Passage
>>>
Elastic NIM#

NVIDIA Inference Microservices (NIM) are pre-built containers that enable secure, high-performance AI model inferencing. This guide shows you how to deploy NIMs on NVIDIA Cloud Functions (NVCF), a fully managed service that simplifies NIM deployment and management.

Benefits of Running NIM on NVCF#

High Performance: Optimized for NVIDIA GPUs with automatic resource allocation and load balancing
Simplified Operations: Streamlined NIM function creation and one-click deployment - no need to manage Kubernetes clusters or configure scaling policies
Hardware Awareness: Automatically selects the best hardware resources based on workload requirements.
Cost Optimization: Built-in auto-scaling (including scale-to-zero) reduces infrastructure costs
Enterprise-Ready: Secure deployment with automatic updates, monitoring, and enterprise support. This guide uses the Llama 3 8B NIM as an example, but the instructions apply to any NIM available through NGC.

Prerequisites#

Before deploying a NIM through NVCF, ensure your Kubernetes environment meets both the software and hardware requirements:

Create and Deploy the Function#

This section guides you through deploying a NIM using NVCF. Here’s an overview of the process:

Create a new function using the appropriate NIM container.
Deploy a version of the function.
Manage the function with the NGC CLI.

Note

Before you begin, please ensure you have completed all the requirements in the Register a Kubernetes Cluster with NVCF and Register NIM with Private Registry sections.

Follow these steps to quickly get started with your NIM deployment:

Log in to your NVCF account and navigate to the Functions page.
<<<
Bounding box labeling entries
>>>
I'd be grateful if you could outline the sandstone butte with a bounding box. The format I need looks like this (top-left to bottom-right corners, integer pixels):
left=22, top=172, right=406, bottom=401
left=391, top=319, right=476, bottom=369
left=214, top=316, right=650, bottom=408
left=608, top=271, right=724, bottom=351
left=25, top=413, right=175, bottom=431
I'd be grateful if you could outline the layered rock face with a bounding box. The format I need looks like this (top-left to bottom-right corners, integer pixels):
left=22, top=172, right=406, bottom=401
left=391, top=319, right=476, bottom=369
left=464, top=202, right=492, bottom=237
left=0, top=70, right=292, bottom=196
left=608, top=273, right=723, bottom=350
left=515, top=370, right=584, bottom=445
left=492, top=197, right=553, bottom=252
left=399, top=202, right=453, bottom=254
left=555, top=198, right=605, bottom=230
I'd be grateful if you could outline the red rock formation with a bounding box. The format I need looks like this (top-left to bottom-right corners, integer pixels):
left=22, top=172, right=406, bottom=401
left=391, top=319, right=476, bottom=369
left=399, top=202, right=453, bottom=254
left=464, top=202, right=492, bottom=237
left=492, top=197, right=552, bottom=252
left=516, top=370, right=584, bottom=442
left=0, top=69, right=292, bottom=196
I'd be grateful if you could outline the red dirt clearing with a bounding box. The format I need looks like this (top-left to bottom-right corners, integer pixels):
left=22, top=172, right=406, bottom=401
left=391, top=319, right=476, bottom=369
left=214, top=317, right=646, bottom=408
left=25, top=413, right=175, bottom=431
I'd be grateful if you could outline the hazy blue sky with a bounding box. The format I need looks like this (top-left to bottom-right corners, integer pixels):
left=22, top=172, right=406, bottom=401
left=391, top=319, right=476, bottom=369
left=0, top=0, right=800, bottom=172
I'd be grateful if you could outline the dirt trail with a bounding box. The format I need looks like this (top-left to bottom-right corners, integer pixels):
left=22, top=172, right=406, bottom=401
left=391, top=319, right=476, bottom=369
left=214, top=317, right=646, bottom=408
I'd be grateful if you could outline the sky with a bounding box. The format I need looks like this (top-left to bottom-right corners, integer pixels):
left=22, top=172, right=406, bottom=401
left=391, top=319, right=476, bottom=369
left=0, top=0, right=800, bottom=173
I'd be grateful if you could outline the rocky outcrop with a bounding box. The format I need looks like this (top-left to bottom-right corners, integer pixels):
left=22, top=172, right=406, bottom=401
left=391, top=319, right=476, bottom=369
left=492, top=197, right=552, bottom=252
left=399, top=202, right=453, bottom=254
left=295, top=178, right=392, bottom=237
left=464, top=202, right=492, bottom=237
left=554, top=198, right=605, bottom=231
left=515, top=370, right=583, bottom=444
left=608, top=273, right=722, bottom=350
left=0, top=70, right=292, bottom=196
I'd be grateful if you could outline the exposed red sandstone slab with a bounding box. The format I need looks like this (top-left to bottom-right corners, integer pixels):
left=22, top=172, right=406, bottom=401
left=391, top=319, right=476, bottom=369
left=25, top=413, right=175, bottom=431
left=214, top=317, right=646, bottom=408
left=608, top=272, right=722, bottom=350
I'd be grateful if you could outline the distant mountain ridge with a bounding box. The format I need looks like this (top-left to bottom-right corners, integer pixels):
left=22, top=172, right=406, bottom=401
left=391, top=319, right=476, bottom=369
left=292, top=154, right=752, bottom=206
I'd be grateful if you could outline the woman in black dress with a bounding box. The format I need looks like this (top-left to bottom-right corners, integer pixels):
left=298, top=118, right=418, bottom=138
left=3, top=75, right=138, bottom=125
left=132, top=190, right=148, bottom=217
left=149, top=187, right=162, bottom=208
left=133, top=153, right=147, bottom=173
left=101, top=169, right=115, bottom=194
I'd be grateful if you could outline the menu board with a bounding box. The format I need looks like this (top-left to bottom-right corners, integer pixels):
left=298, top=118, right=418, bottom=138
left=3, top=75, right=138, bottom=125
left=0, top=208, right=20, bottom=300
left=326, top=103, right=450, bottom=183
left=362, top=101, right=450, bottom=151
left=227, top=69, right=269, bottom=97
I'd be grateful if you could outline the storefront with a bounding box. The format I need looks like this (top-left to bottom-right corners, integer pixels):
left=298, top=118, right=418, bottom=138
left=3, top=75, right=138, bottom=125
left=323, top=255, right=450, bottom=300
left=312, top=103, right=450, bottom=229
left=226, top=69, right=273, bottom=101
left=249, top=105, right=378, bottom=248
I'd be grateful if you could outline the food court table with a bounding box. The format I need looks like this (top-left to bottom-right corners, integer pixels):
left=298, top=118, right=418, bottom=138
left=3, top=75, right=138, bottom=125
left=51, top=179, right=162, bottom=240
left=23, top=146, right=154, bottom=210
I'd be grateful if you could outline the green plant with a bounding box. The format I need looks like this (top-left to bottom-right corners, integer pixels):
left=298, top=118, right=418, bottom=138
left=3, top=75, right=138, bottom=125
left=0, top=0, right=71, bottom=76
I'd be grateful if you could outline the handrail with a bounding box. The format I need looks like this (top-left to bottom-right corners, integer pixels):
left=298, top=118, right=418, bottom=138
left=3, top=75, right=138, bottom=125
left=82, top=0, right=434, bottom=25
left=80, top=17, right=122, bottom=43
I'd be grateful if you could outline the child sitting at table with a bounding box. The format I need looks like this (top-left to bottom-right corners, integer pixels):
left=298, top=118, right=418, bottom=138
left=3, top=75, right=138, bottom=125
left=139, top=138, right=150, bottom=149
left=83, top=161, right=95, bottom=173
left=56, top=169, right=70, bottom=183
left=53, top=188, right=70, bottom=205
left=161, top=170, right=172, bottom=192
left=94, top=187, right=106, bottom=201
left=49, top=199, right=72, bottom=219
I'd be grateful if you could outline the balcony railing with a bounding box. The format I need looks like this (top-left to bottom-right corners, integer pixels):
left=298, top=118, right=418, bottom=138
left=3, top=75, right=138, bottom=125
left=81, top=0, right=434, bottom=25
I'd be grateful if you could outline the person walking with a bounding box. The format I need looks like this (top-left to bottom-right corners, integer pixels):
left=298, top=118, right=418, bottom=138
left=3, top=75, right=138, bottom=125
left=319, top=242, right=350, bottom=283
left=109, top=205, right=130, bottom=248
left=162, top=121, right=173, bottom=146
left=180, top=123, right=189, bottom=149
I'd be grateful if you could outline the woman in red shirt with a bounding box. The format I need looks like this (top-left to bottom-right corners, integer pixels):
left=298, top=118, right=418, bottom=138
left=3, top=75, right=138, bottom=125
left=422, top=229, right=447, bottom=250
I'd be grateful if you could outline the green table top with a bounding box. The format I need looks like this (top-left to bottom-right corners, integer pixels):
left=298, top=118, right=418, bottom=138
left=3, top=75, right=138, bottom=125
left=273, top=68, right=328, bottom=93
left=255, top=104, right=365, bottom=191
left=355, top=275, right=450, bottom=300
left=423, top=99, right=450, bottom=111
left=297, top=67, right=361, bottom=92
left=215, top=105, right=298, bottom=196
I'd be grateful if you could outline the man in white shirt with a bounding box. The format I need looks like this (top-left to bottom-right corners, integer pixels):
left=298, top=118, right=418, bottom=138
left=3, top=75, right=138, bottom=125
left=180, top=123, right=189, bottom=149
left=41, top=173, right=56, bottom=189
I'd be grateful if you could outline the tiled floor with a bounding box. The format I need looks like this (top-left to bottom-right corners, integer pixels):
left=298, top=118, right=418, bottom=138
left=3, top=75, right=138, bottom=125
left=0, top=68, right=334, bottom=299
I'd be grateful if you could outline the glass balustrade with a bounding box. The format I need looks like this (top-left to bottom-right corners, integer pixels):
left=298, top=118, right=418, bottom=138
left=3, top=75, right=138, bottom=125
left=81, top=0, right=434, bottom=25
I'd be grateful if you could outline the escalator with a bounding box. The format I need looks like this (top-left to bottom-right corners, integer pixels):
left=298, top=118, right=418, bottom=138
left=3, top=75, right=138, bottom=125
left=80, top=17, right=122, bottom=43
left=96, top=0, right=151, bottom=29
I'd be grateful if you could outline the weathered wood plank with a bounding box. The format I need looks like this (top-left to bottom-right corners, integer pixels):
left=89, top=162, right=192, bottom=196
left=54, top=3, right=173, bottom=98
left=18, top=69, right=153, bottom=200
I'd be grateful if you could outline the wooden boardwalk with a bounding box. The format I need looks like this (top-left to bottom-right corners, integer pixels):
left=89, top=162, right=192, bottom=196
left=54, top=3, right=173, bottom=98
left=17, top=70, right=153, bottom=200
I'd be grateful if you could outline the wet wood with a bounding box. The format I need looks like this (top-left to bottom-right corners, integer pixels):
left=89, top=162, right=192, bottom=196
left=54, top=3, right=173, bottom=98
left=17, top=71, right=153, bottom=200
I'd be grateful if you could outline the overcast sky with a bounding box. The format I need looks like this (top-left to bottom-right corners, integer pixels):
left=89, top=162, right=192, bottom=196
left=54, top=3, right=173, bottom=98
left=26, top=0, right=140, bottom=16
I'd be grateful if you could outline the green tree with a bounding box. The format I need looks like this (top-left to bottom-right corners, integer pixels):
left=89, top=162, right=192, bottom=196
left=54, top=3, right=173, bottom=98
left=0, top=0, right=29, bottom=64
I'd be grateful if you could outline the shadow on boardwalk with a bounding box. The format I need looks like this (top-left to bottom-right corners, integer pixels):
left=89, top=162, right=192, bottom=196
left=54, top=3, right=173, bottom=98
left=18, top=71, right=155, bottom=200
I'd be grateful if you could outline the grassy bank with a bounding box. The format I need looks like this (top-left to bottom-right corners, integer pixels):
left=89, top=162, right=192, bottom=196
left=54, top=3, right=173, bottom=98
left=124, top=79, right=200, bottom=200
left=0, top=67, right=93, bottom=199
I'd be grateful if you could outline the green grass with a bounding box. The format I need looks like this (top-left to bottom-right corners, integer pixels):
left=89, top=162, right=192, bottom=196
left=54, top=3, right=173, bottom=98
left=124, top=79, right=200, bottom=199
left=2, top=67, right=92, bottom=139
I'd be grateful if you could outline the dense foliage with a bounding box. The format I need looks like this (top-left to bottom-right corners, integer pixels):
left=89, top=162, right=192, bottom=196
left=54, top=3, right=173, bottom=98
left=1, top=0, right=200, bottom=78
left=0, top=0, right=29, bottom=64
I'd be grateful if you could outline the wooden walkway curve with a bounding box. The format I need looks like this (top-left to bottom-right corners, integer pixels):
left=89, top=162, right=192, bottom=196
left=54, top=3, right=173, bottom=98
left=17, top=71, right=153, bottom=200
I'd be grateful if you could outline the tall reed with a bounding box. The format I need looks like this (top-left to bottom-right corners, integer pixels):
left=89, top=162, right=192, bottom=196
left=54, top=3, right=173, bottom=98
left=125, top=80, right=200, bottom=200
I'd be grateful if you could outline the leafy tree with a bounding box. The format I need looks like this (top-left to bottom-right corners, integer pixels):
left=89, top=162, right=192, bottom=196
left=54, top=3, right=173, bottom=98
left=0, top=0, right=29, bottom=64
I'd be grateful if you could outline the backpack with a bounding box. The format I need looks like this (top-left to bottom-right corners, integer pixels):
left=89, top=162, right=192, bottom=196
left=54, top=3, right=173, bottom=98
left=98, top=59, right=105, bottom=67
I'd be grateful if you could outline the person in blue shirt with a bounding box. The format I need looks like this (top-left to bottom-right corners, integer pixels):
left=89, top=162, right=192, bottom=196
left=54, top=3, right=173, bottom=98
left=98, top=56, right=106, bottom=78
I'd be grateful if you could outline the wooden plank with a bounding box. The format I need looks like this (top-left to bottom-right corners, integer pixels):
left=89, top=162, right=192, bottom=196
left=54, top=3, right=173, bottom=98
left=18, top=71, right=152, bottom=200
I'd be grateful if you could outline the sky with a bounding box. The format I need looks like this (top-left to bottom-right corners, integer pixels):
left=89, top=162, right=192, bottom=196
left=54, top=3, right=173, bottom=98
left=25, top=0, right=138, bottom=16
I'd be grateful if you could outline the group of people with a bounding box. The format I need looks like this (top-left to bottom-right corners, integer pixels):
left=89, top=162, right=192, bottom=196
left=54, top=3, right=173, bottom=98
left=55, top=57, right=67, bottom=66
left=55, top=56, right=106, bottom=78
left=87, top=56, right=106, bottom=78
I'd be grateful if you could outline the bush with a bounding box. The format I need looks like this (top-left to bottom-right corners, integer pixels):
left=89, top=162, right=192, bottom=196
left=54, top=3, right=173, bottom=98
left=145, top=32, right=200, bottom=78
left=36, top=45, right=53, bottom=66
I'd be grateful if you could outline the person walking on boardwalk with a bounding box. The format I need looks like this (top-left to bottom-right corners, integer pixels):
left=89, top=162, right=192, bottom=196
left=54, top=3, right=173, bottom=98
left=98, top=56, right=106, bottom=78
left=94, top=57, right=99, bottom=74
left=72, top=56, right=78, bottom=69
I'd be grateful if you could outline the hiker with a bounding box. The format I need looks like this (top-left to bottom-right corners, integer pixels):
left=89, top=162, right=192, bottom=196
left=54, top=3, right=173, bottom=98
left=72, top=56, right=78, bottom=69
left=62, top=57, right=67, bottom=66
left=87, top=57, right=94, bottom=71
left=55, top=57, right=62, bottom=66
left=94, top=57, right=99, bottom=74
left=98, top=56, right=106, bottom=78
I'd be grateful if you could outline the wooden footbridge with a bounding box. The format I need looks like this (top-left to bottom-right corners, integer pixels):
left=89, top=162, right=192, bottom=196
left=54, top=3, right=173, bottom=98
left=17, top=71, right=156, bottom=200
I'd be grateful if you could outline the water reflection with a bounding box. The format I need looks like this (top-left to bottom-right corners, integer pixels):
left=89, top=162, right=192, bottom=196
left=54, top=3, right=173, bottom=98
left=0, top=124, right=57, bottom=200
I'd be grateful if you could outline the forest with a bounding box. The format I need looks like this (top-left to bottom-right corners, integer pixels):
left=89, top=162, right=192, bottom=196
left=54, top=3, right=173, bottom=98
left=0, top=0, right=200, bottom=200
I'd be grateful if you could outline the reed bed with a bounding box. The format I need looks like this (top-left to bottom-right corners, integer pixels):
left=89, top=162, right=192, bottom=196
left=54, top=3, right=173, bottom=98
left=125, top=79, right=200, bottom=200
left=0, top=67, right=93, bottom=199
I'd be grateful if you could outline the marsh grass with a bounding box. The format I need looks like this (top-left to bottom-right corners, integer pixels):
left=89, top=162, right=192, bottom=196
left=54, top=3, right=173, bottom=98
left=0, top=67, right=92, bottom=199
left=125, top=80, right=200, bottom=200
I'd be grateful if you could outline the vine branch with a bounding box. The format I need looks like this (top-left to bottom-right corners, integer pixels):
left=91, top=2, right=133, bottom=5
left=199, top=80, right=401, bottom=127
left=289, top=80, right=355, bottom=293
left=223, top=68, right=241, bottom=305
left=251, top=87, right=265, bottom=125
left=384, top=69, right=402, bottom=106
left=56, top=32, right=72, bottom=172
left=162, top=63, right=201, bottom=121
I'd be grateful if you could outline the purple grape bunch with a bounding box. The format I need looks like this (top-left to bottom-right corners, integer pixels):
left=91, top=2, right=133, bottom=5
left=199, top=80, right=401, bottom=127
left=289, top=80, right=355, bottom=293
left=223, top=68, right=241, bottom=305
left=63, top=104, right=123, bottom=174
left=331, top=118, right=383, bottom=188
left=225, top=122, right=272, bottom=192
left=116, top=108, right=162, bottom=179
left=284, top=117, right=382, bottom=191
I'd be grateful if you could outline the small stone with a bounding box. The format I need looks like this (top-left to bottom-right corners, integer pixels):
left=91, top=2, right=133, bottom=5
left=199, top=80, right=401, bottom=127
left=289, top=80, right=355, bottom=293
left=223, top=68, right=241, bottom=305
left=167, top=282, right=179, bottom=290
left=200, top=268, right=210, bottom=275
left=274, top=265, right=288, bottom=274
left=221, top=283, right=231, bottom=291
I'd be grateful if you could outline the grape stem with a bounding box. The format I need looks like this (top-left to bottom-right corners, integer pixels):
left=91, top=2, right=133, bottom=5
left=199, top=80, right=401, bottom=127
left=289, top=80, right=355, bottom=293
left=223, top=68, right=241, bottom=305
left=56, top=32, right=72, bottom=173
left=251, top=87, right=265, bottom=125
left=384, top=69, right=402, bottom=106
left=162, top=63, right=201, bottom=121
<<<
Print the entire NIM deployment guide word for word. Only the NIM deployment guide is needed here, not the listing.

Expected answer
Elastic NIM#

NVIDIA Inference Microservices (NIM) are pre-built containers that enable secure, high-performance AI model inferencing. This guide shows you how to deploy NIMs on NVIDIA Cloud Functions (NVCF), a fully managed service that simplifies NIM deployment and management.

Benefits of Running NIM on NVCF#

High Performance: Optimized for NVIDIA GPUs with automatic resource allocation and load balancing
Simplified Operations: Streamlined NIM function creation and one-click deployment - no need to manage Kubernetes clusters or configure scaling policies
Hardware Awareness: Automatically selects the best hardware resources based on workload requirements.
Cost Optimization: Built-in auto-scaling (including scale-to-zero) reduces infrastructure costs
Enterprise-Ready: Secure deployment with automatic updates, monitoring, and enterprise support. This guide uses the Llama 3 8B NIM as an example, but the instructions apply to any NIM available through NGC.

Prerequisites#

Before deploying a NIM through NVCF, ensure your Kubernetes environment meets both the software and hardware requirements:

Create and Deploy the Function#

This section guides you through deploying a NIM using NVCF. Here’s an overview of the process:

Create a new function using the appropriate NIM container.
Deploy a version of the function.
Manage the function with the NGC CLI.

Note

Before you begin, please ensure you have completed all the requirements in the Register a Kubernetes Cluster with NVCF and Register NIM with Private Registry sections.

Follow these steps to quickly get started with your NIM deployment:

Log in to your NVCF account and navigate to the Functions page.